Start of MATERIALS PROVIDED
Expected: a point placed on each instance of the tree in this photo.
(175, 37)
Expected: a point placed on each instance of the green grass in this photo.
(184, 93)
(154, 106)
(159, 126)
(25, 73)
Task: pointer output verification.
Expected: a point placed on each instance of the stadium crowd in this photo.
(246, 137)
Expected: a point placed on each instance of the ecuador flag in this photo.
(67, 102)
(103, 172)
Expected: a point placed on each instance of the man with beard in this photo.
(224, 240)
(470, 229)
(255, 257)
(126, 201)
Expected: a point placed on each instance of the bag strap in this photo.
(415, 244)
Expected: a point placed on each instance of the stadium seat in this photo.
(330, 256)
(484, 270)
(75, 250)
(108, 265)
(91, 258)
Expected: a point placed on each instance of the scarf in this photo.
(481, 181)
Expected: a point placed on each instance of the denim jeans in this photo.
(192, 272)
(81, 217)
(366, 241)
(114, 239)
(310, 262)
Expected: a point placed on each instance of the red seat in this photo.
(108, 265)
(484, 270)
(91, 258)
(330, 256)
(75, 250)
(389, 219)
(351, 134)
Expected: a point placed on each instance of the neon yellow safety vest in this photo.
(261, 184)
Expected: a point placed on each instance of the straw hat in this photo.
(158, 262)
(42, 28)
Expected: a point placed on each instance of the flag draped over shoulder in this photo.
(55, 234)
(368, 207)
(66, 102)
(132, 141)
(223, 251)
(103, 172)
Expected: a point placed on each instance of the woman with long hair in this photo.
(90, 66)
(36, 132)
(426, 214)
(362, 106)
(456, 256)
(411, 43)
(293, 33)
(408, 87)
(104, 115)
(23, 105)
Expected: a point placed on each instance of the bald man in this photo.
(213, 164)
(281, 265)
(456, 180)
End of MATERIALS PROVIDED
WHAT THE EXERCISE ASKS - Copy every line above without altering a word.

SOLUTION TO THE PROBLEM -
Expected: a point placed on each instance of the tree in this photo.
(175, 37)
Expected: a point placed on each instance of the green grass in this photo.
(184, 93)
(154, 106)
(159, 126)
(25, 73)
Task: pointer output verification.
Expected: a point placed on each instance of the stadium crowd in this photo.
(246, 137)
Expected: a point placed on each instance of the ecuador flag in this photo.
(67, 102)
(103, 172)
Expected: a point placed on each instance of the man with beard in this photo.
(224, 240)
(470, 229)
(255, 257)
(126, 201)
Expected: a point placed on each instance of the bag strap in this photo.
(415, 244)
Expected: a point placed on each instance of the stadium seat in this photo.
(330, 256)
(484, 270)
(75, 250)
(108, 265)
(91, 258)
Expected: a point placed on each instance of the scarf in this photo.
(481, 181)
Expected: a point placed on each instance of the denim jeans in this photo.
(192, 272)
(81, 217)
(366, 241)
(114, 239)
(310, 262)
Expected: a point placed on each instance of the red seat in this photo.
(108, 265)
(484, 270)
(91, 258)
(330, 256)
(75, 250)
(389, 219)
(351, 134)
Expected: a point placed on each instance of the neon yellow safety vest in this photo.
(261, 184)
Expected: a point placed on each instance of the straw hat in this photo.
(158, 262)
(42, 28)
Expected: a point placed on each instance of the flag draped over shoulder in this photo.
(55, 234)
(368, 207)
(66, 102)
(132, 141)
(223, 251)
(103, 172)
Expected: a point placed on each instance of the woman with long hair in this photo.
(90, 66)
(36, 132)
(426, 214)
(362, 106)
(456, 256)
(411, 43)
(293, 33)
(408, 87)
(104, 115)
(23, 105)
Expected: a point placed on each instance of the bald man in this photo.
(213, 164)
(281, 265)
(456, 180)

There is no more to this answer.